AIM OF THE TASK
Print every entry, word for word, and skip the images.

--- Begin RECORDS FOR PROCESSING ---

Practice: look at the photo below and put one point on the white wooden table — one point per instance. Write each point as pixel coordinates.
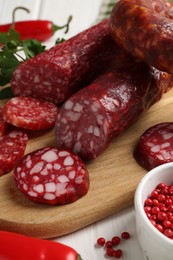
(84, 14)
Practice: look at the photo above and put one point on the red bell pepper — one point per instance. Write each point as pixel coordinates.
(40, 30)
(19, 247)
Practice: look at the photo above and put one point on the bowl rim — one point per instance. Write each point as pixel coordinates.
(139, 205)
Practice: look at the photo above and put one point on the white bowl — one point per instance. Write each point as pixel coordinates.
(155, 245)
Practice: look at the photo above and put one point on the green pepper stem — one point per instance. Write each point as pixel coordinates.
(56, 27)
(14, 13)
(79, 257)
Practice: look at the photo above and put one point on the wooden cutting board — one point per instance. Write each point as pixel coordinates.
(114, 176)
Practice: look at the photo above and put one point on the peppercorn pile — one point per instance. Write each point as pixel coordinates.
(159, 208)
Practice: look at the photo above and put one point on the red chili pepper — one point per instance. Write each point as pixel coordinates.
(40, 30)
(18, 247)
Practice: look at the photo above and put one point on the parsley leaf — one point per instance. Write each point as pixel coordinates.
(8, 63)
(32, 48)
(12, 52)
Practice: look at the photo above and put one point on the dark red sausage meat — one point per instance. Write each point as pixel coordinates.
(92, 117)
(145, 29)
(30, 113)
(3, 123)
(155, 146)
(59, 72)
(52, 176)
(12, 148)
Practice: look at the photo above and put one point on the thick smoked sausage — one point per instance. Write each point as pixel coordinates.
(92, 117)
(56, 74)
(145, 30)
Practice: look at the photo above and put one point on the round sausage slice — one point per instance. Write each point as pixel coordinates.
(52, 176)
(155, 146)
(30, 113)
(12, 148)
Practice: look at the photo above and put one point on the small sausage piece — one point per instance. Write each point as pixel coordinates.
(12, 148)
(3, 123)
(145, 30)
(91, 118)
(52, 176)
(56, 74)
(30, 113)
(155, 146)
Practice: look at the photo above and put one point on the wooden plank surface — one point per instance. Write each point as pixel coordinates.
(114, 176)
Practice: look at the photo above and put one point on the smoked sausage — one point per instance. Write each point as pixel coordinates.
(92, 117)
(56, 74)
(145, 30)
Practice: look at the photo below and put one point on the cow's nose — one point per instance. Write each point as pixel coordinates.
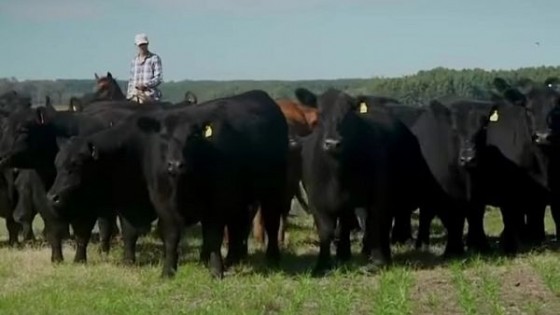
(331, 144)
(174, 167)
(293, 143)
(464, 160)
(53, 198)
(541, 137)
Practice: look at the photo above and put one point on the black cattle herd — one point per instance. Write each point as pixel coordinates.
(368, 163)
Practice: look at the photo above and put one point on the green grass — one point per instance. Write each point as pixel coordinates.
(417, 283)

--- End RECORDS FOR PROCESSING ---

EXERCISE SOLUTION
Practice: look at the photo below and put one point on the white wooden table — one point per instance. Write each point as pixel coordinates.
(84, 14)
Practice: look at the photo above and put one point on the red bell pepper — one point per instance. Write each point as pixel coordinates.
(40, 30)
(19, 247)
Practice: look at the photo above and put one point on the bowl rim — one point per instance. Write each point as pixel coordinates.
(139, 205)
Practice: look at the photo above and put one point on the white bowl — one point per instance. Write each point as pixel coordinates.
(155, 245)
Practice: look at the photo above and put one point on the green pepper stem — one point per instance. Write each point as pixel coordinates.
(56, 27)
(14, 13)
(79, 257)
Practice: look at the photo above and put one point on the wooden cutting board — one point per instance. Write each point as pixel coordinates.
(114, 176)
Practice: look at the photo above and put one point on the peppercorn pile — one point per instance. Write each point as pixel coordinates.
(159, 208)
Practice: look at the photo above and put one point on the red chili pepper — one point per instance. Write each point as pixel coordinates.
(40, 30)
(18, 247)
Practice: look at the photo above and put one point on the parsley leaf — one point per instance. Write each point as pixel coordinates.
(8, 63)
(32, 48)
(12, 52)
Practice: look at the photo above and put one point on the dark red sausage meat — one point per instance. Write each point as pixel coordinates.
(92, 117)
(145, 29)
(30, 113)
(3, 123)
(155, 146)
(59, 72)
(52, 176)
(12, 148)
Practice: look at the photo above and put one point on the thick smoked sausage — one point per instance. Write each point as pixel coordinates.
(92, 117)
(56, 74)
(145, 30)
Practice: look at the photo above and put one point on the round sausage slice — one point per instance. Write each point as pixel coordinates.
(52, 176)
(155, 146)
(30, 113)
(12, 148)
Practice: look at the photo above and put one point on the small sausage piece — one point per instance. Write each point as pixel coordinates.
(12, 148)
(3, 123)
(145, 30)
(91, 118)
(52, 176)
(56, 74)
(30, 113)
(155, 146)
Practice: look at the photo above and put one point on the wooden plank surface — one point per instance. Write each point as pixel coordinates.
(114, 176)
Practice: look at the photo above and put one point on the smoked sausage — one point per instance. Write each point as pixel coordinates.
(92, 117)
(56, 74)
(145, 30)
Practice: look at the photo below and put one point on the cow's nose — one point per instance. Write each point as pixel coordinates.
(331, 144)
(174, 167)
(293, 143)
(464, 160)
(53, 198)
(541, 137)
Practice: look at the photo above and put one point on the black cattle herd — one point per instance. Write each point as pixel coordinates.
(368, 163)
Practice: look at the photo above and put one point on the green grass — one point per instance. Write each point as pixel coordinates.
(417, 283)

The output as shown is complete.